TASK STATEMENT:
Among the entries below, find how many lines carry the word "hair" and state only that figure.

Region pointing data:
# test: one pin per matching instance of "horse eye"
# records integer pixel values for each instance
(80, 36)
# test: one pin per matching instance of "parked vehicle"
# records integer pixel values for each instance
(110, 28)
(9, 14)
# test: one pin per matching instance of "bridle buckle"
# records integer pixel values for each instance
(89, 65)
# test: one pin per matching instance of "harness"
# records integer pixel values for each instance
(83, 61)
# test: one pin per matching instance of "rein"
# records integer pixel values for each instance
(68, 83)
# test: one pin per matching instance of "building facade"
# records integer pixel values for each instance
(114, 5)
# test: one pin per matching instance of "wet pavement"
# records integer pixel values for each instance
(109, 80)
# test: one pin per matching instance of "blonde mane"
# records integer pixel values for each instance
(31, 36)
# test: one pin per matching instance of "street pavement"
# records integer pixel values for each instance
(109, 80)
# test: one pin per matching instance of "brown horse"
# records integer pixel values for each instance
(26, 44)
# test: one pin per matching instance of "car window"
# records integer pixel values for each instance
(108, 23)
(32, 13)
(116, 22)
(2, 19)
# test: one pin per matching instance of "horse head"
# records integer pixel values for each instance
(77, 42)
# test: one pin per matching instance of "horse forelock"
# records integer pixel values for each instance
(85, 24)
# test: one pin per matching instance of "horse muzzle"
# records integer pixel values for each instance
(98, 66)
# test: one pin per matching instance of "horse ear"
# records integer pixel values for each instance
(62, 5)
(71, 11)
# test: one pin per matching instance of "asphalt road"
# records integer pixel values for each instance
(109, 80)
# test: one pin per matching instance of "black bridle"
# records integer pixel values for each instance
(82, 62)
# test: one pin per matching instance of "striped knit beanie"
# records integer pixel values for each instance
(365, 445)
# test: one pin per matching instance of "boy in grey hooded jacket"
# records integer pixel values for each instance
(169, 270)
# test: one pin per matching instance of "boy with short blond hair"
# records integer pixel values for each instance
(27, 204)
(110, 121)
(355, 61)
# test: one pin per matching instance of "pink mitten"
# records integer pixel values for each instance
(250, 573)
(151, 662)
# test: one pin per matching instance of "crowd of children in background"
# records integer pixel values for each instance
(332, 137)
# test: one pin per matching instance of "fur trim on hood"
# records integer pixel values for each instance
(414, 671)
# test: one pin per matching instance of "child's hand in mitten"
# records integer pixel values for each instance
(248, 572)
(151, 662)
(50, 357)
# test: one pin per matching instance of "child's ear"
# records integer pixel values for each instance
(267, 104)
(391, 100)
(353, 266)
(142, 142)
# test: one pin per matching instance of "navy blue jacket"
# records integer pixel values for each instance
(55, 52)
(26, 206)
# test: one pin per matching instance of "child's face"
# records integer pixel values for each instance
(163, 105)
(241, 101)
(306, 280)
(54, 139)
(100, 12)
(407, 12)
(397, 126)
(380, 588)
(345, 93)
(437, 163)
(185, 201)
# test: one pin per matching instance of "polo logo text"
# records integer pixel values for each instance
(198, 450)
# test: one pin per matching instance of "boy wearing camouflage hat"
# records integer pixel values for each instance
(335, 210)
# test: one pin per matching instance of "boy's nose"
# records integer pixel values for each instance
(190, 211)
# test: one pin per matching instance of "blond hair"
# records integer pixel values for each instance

THE COMPLETED TASK:
2